**** Provided material

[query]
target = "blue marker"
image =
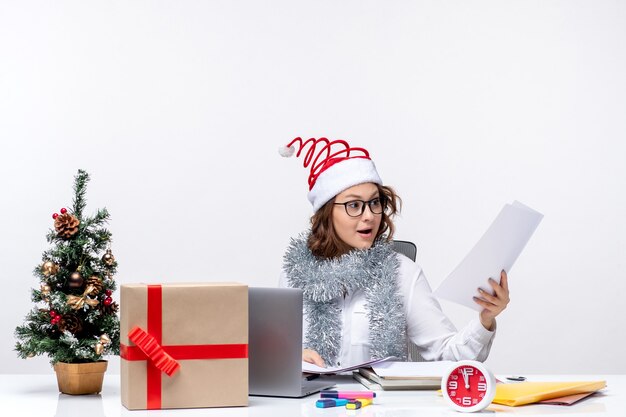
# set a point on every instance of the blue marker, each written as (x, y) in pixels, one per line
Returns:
(330, 402)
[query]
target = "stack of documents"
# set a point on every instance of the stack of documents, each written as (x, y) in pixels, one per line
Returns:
(403, 375)
(497, 250)
(532, 392)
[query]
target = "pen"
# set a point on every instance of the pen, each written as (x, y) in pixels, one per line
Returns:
(356, 404)
(330, 402)
(350, 395)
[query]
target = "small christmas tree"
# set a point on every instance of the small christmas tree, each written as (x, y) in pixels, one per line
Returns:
(75, 318)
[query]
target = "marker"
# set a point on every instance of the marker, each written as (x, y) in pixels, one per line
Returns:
(330, 402)
(350, 395)
(360, 403)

********

→ **Stated task**
Rescale the records above by writing out every line again, requests included, with each point coordinate in the answers multiplied by 1.45 and rounded to the nearest whole number, halves going up. Leave the pictures out of your answer.

→ **Finished task**
[query]
target = "blue marker"
image =
# set a point on every instance of the blue marker, each written as (x, y) in pixels, one per line
Returns:
(479, 583)
[query]
target = "stack of documents"
# set a point on every instance of the stack of documents, each written as (x, y) in pixels, one per line
Returns:
(584, 544)
(721, 363)
(771, 568)
[query]
target = "pen"
# set a point on every instance of the pen, each written as (x, y) in pixels, one per line
Returns:
(516, 586)
(479, 583)
(508, 573)
[query]
target = "small christmas tree"
# set a point on every instance of the small christmas tree, each written as (x, y) in pixels, one per line
Returns:
(109, 461)
[query]
target = "marker"
# set a point on every instance of the marker, each written as (x, y) in pixels, one per line
Returns:
(479, 583)
(508, 573)
(522, 584)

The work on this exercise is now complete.